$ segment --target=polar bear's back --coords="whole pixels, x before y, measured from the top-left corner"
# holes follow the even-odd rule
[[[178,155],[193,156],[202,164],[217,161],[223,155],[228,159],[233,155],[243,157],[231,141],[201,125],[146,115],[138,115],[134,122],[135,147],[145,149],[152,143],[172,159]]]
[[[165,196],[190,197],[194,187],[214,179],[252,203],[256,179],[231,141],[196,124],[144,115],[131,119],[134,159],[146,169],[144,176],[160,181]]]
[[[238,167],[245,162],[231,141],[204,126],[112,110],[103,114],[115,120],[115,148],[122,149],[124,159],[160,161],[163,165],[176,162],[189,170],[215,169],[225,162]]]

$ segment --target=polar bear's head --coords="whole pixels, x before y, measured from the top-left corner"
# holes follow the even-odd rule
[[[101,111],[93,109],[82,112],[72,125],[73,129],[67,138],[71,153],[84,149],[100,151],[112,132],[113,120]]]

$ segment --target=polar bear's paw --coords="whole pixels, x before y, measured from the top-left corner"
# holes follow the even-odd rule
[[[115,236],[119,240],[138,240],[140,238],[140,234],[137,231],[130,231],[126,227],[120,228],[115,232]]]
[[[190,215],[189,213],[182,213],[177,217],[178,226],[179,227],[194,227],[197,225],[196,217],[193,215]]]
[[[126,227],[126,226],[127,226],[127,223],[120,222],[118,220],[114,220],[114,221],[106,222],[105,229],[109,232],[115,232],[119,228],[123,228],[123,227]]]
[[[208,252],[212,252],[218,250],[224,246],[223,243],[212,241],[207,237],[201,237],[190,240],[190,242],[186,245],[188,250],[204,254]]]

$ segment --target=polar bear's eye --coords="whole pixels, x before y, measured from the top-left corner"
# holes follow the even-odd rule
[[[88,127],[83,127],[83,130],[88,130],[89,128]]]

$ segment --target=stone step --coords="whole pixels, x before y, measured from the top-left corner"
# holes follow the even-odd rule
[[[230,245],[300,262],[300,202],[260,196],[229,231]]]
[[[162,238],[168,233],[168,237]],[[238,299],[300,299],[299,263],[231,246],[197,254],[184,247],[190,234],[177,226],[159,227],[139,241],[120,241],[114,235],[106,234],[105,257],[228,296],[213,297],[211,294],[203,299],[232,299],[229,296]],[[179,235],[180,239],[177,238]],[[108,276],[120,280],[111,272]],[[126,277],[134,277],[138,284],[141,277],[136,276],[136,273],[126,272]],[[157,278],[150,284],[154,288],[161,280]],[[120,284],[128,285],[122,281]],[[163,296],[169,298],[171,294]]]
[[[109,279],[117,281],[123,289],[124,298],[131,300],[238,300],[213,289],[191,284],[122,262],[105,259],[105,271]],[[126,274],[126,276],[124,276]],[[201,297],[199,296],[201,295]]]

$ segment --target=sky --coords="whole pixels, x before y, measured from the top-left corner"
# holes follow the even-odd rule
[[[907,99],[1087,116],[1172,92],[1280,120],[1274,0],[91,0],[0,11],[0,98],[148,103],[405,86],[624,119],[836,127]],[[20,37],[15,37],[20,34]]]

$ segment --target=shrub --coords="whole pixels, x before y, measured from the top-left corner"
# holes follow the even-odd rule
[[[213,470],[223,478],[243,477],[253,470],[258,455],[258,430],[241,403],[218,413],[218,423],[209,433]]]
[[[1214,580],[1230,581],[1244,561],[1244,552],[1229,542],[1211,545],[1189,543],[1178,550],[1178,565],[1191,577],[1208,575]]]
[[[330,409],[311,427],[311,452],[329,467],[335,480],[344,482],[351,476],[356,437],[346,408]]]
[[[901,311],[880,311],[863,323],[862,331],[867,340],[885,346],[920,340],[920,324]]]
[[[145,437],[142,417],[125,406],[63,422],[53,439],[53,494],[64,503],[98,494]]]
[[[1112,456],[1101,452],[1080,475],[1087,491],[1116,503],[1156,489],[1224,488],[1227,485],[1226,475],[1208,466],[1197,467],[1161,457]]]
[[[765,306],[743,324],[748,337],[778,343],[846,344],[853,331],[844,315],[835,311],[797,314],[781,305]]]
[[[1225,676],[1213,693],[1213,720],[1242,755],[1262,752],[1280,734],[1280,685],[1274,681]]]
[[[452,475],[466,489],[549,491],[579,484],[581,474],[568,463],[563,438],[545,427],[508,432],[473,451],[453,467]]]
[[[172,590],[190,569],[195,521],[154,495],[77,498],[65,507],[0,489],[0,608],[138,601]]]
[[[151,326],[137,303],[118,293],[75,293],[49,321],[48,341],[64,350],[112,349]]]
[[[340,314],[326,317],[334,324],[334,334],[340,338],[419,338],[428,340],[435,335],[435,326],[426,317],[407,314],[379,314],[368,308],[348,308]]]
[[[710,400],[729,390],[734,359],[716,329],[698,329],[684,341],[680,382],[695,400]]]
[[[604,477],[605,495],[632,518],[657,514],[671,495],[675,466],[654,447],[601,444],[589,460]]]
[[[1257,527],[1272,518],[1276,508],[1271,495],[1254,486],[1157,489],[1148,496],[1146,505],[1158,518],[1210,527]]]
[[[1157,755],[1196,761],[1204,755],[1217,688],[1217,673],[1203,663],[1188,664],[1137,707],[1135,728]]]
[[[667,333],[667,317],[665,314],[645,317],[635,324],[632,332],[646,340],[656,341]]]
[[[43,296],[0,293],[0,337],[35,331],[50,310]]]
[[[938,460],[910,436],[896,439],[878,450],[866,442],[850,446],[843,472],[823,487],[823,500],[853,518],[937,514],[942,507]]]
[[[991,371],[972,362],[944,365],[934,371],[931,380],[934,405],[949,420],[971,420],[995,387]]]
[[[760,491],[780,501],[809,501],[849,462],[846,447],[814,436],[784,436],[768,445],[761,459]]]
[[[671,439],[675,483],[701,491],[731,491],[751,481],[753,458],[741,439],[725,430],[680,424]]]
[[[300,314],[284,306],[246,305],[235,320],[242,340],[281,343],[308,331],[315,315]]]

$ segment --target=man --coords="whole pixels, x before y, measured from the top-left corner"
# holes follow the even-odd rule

* * * *

-- THE PROBLEM --
Write out the listing once more, matching it exactly.

-- PROBLEM SOLUTION --
$ segment --target=polar bear's back --coords="whole pixels, x before y, measured from the top-left corner"
# holes follow the even-odd rule
[[[178,155],[193,156],[202,164],[217,161],[223,155],[228,159],[233,155],[243,157],[231,141],[201,125],[146,115],[138,115],[134,122],[135,147],[145,149],[152,143],[172,159]]]
[[[165,196],[190,197],[194,187],[214,179],[252,203],[256,179],[231,141],[196,124],[144,115],[131,119],[134,159],[146,169],[144,176],[160,181]]]
[[[238,167],[245,162],[231,141],[204,126],[112,110],[103,114],[115,120],[115,148],[122,149],[124,159],[160,161],[163,165],[176,162],[189,170],[215,169],[225,162]]]

$ segment --target=polar bear's head --coords="whole pixels, x before y, measured from the top-left corner"
# holes follow the even-odd rule
[[[101,111],[93,109],[82,112],[72,125],[73,129],[67,138],[71,153],[84,149],[100,151],[112,132],[113,120]]]

$ segment --target=polar bear's paw --coords="whole pixels, x before y, measured from the top-left corner"
# holes follow the even-odd rule
[[[115,236],[119,240],[138,240],[140,238],[140,234],[137,231],[130,231],[126,227],[120,228],[115,232]]]
[[[190,215],[189,213],[182,213],[177,217],[178,226],[179,227],[194,227],[197,225],[196,217],[193,215]]]
[[[126,227],[126,226],[127,226],[127,223],[120,222],[118,220],[114,220],[114,221],[106,222],[105,229],[109,232],[115,232],[119,228],[123,228],[123,227]]]
[[[208,252],[212,252],[218,250],[224,246],[223,243],[212,241],[207,237],[201,237],[190,240],[190,242],[186,245],[188,250],[204,254]]]

$ segment --target=polar bear's eye --coords="whole pixels, x before y, measured from the top-left corner"
# holes follow the even-odd rule
[[[88,127],[83,127],[83,130],[88,130],[89,128]]]

$ segment --target=stone step --coords="whole pixels, x before y, measured from the top-left corner"
# holes follow the even-odd rule
[[[230,245],[300,262],[300,202],[260,196],[229,231]]]
[[[162,238],[168,233],[168,237]],[[238,299],[300,299],[299,263],[231,246],[197,254],[184,247],[190,234],[177,226],[159,227],[139,241],[120,241],[114,235],[106,234],[105,257],[228,296],[213,297],[211,294],[203,299],[232,299],[229,296]],[[179,235],[180,239],[177,238]],[[108,276],[120,280],[111,272]],[[126,277],[134,277],[138,284],[141,277],[136,276],[136,273],[126,272]],[[157,278],[150,284],[154,288],[161,280]],[[120,284],[128,285],[122,281]],[[163,296],[169,298],[171,294]]]
[[[109,279],[117,281],[123,289],[124,298],[131,300],[238,300],[213,289],[191,284],[122,262],[105,259],[105,271]],[[126,274],[126,276],[124,276]],[[201,297],[199,296],[201,295]]]

$ segment --target=sky --coords="whole pixels, x before y, measured from the top-left corner"
# holes follow the even-odd rule
[[[907,99],[1087,116],[1172,92],[1280,120],[1274,0],[91,0],[0,11],[0,98],[148,103],[405,86],[624,119],[836,127]],[[20,37],[15,37],[20,34]]]

$ segment --target=shrub --coords="whole pixels, x before y, measured from the top-left corner"
# holes follow the even-odd rule
[[[213,470],[223,478],[243,477],[253,470],[258,455],[258,430],[241,403],[218,413],[218,423],[209,433]]]
[[[1214,580],[1230,581],[1244,561],[1244,552],[1229,542],[1211,545],[1189,543],[1178,550],[1178,565],[1191,577],[1208,575]]]
[[[330,409],[311,427],[311,452],[329,467],[335,480],[344,482],[351,476],[356,437],[346,408]]]
[[[901,311],[880,311],[863,323],[862,331],[867,340],[885,346],[920,340],[920,324]]]
[[[145,437],[142,417],[125,406],[63,422],[53,439],[53,494],[64,503],[98,494]]]
[[[1112,456],[1101,452],[1080,475],[1087,491],[1116,503],[1156,489],[1224,488],[1227,485],[1226,475],[1208,466],[1197,467],[1161,457]]]
[[[765,306],[743,324],[748,337],[778,343],[846,344],[853,331],[844,315],[835,311],[797,314],[781,305]]]
[[[1225,676],[1213,693],[1213,720],[1242,755],[1262,752],[1280,734],[1280,685],[1274,681]]]
[[[452,475],[466,489],[549,491],[579,484],[581,474],[568,463],[563,438],[545,427],[508,432],[473,451],[453,467]]]
[[[172,590],[190,569],[195,521],[154,495],[77,498],[65,507],[0,489],[0,608],[138,601]]]
[[[151,326],[137,303],[118,293],[75,293],[49,321],[48,341],[64,350],[112,349]]]
[[[340,314],[326,317],[334,324],[334,334],[340,338],[419,338],[428,340],[435,335],[435,326],[426,317],[407,314],[379,314],[368,308],[348,308]]]
[[[710,400],[729,390],[734,359],[716,329],[698,329],[684,341],[680,382],[695,400]]]
[[[604,477],[605,495],[632,518],[657,514],[671,495],[675,466],[654,447],[601,444],[589,460]]]
[[[1257,527],[1272,518],[1276,508],[1271,495],[1254,486],[1157,489],[1148,496],[1146,505],[1158,518],[1210,527]]]
[[[1157,755],[1196,761],[1204,755],[1217,688],[1217,673],[1203,663],[1188,664],[1137,707],[1135,728]]]
[[[667,333],[667,317],[665,314],[645,317],[635,324],[632,332],[646,340],[656,341]]]
[[[43,296],[0,293],[0,337],[35,331],[50,310]]]
[[[938,460],[910,436],[896,439],[878,450],[866,442],[850,446],[843,472],[823,487],[823,500],[853,518],[937,514],[942,507]]]
[[[991,371],[972,362],[944,365],[934,371],[931,380],[934,405],[949,420],[971,420],[995,387]]]
[[[760,491],[780,501],[809,501],[849,462],[846,447],[814,436],[784,436],[768,445],[761,459]]]
[[[671,439],[675,483],[701,491],[731,491],[751,481],[753,458],[741,439],[725,430],[680,424]]]
[[[300,314],[284,306],[246,305],[235,320],[242,340],[281,343],[308,331],[315,315]]]

$ segment --target=man --coords="whole pixels, x before y, measured from the top-left corner"
# holes follow the even-odd rule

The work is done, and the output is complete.